▸ RAW DATA:
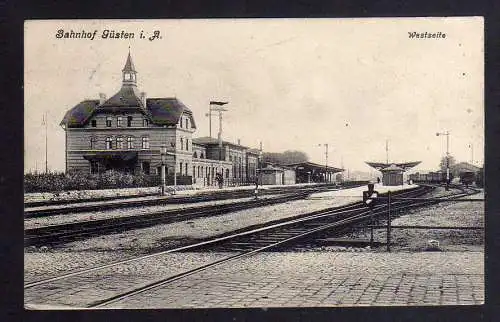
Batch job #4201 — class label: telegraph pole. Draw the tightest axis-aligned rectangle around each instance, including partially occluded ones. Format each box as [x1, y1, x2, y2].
[469, 143, 474, 165]
[436, 131, 450, 190]
[43, 112, 48, 173]
[385, 139, 389, 165]
[318, 143, 329, 183]
[210, 101, 228, 187]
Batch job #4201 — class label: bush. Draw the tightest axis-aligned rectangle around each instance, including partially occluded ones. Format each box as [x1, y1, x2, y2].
[24, 170, 162, 193]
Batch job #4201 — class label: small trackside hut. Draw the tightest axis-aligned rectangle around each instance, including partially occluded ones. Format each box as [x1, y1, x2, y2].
[365, 161, 421, 186]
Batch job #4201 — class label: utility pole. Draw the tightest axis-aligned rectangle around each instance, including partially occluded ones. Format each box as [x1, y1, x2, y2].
[385, 139, 389, 165]
[318, 143, 329, 183]
[210, 101, 228, 186]
[469, 143, 474, 165]
[436, 131, 450, 190]
[43, 112, 48, 173]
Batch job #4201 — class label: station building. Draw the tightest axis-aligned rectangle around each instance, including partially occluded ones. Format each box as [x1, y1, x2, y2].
[60, 52, 256, 185]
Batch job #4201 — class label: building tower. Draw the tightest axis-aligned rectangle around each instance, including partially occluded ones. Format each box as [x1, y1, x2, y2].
[122, 52, 137, 86]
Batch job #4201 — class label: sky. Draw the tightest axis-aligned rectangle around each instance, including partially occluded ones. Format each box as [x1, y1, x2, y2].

▸ WORK INSTRUCTIONS: All of the records above are to be printed exactly, with every picture omitted.

▸ RESPONSE BOX:
Batch job #4201 — class label: telegraph pole. Draw the tightest axis-aligned rectangle around each instance, including partially occluded ones. Format each box as [x1, y1, x2, y2].
[469, 143, 474, 165]
[436, 131, 450, 190]
[43, 112, 48, 173]
[385, 139, 389, 165]
[318, 143, 329, 183]
[210, 101, 228, 187]
Batch job #4201 — class label: bush. Draw the tightest axis-aligned rectangle around each instance, including partially occluded ones. Format each box as [x1, y1, x2, y2].
[24, 170, 162, 193]
Batch job #4201 — class label: small trackside hut. Draw the tightest axis-aligned rectangle around each instance, including partially occluded ones. Format each box as [x1, y1, x2, y2].
[365, 161, 421, 186]
Batch job #4201 — class label: utility pole. Draw the tightest axis-aligned rectangle around each instance, including partially occluded ones. Format each box as [x1, y1, x2, y2].
[385, 139, 389, 165]
[318, 143, 329, 183]
[210, 101, 228, 186]
[469, 143, 474, 165]
[436, 131, 450, 190]
[43, 112, 48, 173]
Batch job #4201 — class label: station building. Draw the tightest axis-aligned rectangle around each instance, including partially occluded ones. Format each box as [x1, y1, x2, y2].
[60, 52, 256, 185]
Batch job #4201 — class label: building tower. Draw the tightest axis-aligned rectangle around each instance, including partially occluded ones. Format each box as [x1, y1, x2, y2].
[122, 52, 137, 86]
Batch job #4201 — class label: sky. Draw the tightest axis-aligned rectangle around each instance, including partially occluded ones. Format each box as [x1, y1, x2, y2].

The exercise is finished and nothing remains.